Problem 1 » According to the text on how Tou and Pnr interact, which part of Tou mediates physical interactions with Pnr in yeast?
Problem 2 » Write the next part of the text on how Tou and Pnr interact, picking up after its final sentence.
Segment Start: Text block
We then analysed whether TouA interacts with Pnr in a cultured cell line. We performed immunoprecipitations of protein extracts made from Cos cells transfected with expression vectors for TouA and either Pnr(Fig. 3C) or GST fusion proteins containing the DBD of Pnr (GSTPnr^DBD) or the C terminus of Pnr (GSTPnr^CT) (Fig. 3D). We found that Pnr, GSTPnr^DBD and GSTPnr^CT coimmunoprecipitate with TouA(Fig. 3C,D). Finally, we also tested the abilities of in vitro-translated ³⁵S-labelled TouA to bind to GSTPnr^DBD or GSTPnr^CT attached to glutathione-bearing beads. TouA interacts both with the DBD of Pnr and the C terminus of Pnr (Fig. 3E). As expected, TouA did not bind GST control beads, whereas GSTPnr^DBDand GSTPnr^CT did not bind the negative luciferase input.

To investigate the interactions between Tou and Pnr in more detail, we constructed several expression vectors encoding in yeast contiguous domains of Tou (Fig. 3A,F; TouB to TouK). The various segments of Tou were fused with VP16^AD and introduced into yeast together with unfused LexA^DBD or LexA^DBDPnr^WT. We observed activation of the reporter only in yeast expressing LexA^DBDPnr^WT/VP16^ADTouC and in yeast expressing LexA^DBDPnr^WT/VP16^ADTouJ, showing that the amino terminus of the MBD domain of Tou mediates physical interactions with Pnr in yeast.
Segment End: Text block
Segment Start: Dataset excerpts
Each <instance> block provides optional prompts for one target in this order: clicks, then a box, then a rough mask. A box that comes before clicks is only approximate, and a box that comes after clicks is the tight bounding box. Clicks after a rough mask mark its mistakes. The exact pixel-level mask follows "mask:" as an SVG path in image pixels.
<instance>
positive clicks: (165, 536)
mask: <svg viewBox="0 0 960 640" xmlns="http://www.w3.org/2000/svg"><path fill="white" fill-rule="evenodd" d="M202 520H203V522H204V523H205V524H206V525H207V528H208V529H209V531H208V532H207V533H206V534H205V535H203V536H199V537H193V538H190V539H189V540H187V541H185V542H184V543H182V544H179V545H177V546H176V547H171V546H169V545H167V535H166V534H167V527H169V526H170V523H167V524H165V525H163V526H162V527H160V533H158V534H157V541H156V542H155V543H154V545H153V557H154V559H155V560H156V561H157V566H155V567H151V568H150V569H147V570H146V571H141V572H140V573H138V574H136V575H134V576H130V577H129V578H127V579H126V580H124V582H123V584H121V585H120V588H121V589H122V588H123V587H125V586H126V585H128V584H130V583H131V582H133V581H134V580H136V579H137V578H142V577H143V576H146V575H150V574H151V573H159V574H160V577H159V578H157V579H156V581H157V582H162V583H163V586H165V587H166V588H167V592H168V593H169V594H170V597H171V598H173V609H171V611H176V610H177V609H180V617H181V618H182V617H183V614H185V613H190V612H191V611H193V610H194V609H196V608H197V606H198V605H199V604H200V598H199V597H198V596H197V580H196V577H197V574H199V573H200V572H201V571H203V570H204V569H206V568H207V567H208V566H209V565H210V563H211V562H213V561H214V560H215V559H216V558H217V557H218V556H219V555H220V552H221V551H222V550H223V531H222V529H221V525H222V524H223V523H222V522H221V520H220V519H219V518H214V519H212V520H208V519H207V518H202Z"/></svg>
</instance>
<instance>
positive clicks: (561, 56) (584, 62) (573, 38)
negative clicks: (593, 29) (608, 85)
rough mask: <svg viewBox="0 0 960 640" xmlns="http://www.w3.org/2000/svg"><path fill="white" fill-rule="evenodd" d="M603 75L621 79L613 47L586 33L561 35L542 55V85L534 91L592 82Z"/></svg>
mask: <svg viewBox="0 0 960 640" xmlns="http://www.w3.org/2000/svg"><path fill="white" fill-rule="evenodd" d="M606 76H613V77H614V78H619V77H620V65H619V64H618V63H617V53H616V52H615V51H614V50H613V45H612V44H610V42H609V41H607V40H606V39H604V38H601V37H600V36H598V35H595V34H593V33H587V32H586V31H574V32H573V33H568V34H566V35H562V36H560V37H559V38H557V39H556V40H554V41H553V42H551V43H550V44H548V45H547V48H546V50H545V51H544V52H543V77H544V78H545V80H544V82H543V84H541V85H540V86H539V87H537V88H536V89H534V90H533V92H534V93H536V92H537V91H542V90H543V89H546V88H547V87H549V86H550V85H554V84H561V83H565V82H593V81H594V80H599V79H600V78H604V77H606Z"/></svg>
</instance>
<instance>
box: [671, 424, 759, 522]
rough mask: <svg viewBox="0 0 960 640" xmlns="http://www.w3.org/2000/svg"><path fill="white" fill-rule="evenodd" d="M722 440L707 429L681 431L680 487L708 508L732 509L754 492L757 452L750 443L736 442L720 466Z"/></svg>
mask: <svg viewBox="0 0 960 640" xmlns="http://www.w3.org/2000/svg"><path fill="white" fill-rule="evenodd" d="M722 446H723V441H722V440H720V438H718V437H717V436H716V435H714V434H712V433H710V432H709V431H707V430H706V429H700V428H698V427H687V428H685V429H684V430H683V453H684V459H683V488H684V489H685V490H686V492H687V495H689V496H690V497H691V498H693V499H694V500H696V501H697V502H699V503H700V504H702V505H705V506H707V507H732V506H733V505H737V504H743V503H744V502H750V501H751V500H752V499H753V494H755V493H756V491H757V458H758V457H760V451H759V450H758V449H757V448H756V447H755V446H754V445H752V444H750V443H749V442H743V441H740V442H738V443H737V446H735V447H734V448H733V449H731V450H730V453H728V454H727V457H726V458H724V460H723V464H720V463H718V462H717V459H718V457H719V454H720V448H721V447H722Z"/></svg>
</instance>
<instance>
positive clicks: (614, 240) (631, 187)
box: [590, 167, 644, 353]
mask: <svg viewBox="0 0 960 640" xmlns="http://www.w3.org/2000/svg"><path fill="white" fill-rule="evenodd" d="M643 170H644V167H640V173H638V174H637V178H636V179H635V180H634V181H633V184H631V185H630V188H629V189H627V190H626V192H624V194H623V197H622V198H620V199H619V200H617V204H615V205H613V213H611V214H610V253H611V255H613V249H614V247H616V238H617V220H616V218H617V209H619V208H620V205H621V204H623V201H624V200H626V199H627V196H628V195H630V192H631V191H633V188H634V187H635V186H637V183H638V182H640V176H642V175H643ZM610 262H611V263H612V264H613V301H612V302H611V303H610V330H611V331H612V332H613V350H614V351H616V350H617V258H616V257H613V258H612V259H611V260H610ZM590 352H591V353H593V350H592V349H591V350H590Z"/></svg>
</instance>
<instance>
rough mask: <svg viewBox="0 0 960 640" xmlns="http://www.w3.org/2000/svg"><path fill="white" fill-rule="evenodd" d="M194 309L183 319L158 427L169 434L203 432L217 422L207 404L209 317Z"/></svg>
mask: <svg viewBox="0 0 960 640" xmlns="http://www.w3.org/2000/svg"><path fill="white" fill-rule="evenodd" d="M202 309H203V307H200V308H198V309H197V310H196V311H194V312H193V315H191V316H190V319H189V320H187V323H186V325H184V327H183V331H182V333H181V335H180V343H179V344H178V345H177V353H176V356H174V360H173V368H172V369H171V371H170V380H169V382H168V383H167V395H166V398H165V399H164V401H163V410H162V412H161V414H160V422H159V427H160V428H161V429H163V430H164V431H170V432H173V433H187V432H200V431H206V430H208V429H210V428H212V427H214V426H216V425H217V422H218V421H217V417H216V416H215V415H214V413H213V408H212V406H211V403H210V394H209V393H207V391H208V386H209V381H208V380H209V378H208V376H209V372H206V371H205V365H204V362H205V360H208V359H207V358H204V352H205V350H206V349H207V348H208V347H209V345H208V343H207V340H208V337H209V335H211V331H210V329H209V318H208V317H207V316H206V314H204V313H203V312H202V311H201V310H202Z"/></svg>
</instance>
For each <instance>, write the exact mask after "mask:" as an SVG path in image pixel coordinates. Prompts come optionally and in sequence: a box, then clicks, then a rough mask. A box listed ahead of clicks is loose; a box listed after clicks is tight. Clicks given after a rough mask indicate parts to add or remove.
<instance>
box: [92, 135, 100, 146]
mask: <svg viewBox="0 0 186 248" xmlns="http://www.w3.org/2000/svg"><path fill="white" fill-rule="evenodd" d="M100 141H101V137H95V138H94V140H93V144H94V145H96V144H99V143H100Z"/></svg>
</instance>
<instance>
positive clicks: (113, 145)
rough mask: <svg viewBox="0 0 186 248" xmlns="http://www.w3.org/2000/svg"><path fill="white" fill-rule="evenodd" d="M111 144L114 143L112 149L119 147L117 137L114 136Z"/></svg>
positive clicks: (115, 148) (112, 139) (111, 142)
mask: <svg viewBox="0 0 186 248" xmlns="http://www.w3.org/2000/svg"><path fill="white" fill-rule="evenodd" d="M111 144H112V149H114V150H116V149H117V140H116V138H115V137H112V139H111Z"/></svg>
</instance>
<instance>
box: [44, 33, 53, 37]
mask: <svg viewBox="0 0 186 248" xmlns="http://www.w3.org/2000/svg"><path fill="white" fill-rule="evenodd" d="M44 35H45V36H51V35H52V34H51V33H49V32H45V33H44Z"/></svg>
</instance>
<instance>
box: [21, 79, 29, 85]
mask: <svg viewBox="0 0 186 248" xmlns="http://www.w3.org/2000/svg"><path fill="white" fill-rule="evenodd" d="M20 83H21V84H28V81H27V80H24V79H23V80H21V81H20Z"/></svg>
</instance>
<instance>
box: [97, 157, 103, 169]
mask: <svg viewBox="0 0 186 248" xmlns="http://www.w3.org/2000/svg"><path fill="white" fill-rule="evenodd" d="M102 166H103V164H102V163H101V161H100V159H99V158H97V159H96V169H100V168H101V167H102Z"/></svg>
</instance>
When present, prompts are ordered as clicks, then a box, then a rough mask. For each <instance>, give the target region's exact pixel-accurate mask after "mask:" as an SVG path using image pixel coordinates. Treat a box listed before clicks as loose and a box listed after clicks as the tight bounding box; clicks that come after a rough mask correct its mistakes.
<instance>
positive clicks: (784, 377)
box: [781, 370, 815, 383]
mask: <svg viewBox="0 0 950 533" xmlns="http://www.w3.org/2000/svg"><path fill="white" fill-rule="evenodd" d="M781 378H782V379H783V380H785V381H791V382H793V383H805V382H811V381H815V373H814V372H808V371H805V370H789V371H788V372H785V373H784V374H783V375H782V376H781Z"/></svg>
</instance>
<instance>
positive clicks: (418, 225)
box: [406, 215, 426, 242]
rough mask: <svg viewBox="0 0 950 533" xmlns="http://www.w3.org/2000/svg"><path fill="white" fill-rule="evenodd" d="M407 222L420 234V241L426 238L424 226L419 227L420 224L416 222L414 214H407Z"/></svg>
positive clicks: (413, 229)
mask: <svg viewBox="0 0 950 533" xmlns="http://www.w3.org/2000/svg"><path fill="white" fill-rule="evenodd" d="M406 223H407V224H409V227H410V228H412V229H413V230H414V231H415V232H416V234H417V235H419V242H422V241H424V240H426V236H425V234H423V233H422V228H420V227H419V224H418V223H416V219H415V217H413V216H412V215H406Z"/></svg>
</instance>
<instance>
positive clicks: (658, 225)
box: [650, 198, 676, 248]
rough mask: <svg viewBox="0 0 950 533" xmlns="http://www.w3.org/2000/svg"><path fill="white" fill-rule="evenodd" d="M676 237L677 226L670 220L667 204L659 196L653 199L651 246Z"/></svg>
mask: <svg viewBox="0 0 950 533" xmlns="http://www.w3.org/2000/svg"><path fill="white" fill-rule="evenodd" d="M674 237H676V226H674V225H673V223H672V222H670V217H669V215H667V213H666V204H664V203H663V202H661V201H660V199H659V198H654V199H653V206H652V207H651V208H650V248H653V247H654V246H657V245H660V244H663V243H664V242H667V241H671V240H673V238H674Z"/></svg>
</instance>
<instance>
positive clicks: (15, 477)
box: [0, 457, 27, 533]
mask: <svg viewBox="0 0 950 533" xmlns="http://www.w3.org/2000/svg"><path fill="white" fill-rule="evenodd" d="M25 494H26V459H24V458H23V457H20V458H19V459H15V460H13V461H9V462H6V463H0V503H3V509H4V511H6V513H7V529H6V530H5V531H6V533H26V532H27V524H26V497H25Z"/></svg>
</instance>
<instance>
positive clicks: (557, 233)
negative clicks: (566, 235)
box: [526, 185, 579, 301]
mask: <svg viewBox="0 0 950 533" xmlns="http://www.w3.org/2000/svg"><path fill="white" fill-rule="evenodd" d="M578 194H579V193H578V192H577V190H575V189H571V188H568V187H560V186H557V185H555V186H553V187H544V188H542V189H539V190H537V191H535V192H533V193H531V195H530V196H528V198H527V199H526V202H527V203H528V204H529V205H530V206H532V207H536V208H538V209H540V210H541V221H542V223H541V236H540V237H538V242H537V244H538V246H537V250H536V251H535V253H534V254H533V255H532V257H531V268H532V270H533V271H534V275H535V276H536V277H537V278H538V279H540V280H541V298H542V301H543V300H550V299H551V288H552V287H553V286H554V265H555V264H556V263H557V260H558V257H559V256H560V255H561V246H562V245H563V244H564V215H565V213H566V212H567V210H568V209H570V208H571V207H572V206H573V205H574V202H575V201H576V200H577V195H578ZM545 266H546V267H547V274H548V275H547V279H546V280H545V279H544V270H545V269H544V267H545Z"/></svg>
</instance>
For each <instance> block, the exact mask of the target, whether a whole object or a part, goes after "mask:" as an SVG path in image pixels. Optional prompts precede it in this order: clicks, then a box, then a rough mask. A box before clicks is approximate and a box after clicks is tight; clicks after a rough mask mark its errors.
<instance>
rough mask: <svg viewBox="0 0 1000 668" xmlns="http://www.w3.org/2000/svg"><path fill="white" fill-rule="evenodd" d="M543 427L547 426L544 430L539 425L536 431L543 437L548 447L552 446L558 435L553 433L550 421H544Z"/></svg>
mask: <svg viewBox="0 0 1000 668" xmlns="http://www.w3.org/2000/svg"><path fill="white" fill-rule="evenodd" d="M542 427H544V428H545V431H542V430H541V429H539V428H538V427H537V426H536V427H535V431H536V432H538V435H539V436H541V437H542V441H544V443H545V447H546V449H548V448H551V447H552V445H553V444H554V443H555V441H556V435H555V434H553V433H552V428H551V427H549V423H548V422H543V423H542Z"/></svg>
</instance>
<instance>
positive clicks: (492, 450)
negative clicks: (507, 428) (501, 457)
Segment End: Dataset excerpts
Exercise result 1 » The amino terminus of the MBD domain of Tou.

Exercise result 2 »
Chip is an essential cofactor of Pnr(Ramain et al., 2000) since it facilitates enhancer/promoter communication necessary for ac-scexpression during Pnr-driven neural development. Since TouA associates with Pnr in yeast, we made use of the yeast two-hybrid system to ask whether TouA also associates with Chip. Chip was fused to LexA^DBD and assayed for interaction with VP16^ADTouA. We observed a strong increase ofβ-galactosidase activity in extracts made from yeast expressing LexA^DBDChip/VP16^ADTouA above the background level seen with extracts made from yeast expressing LexA^DBD/VP16^ADTouA or LexA^DBDChip/VP16^AD(Fig. 4B; data not shown),indicating that TouA associates with Chip(Fig. 4B).

Sequence comparison between the Ldb proteins from various species reveals two conserved functional domains, involved in protein-protein interactions(Matthews and Visvader, 2003). Thus, Chip (Fig. 4A) contains a N-terminal homodimerization domain, also involved in interactions with Pnr(Ramain et al., 2000) and Osa(Heitzler et al., 2003) and a C-terminal LIM interacting domain (LID) mediating heterodimerization with LIM-homeodomain proteins (LIM-HD)(Fernandez-Funez et al., 1998)and basic helix-loop-helix proteins (bHLH)(Ramain et al., 2000).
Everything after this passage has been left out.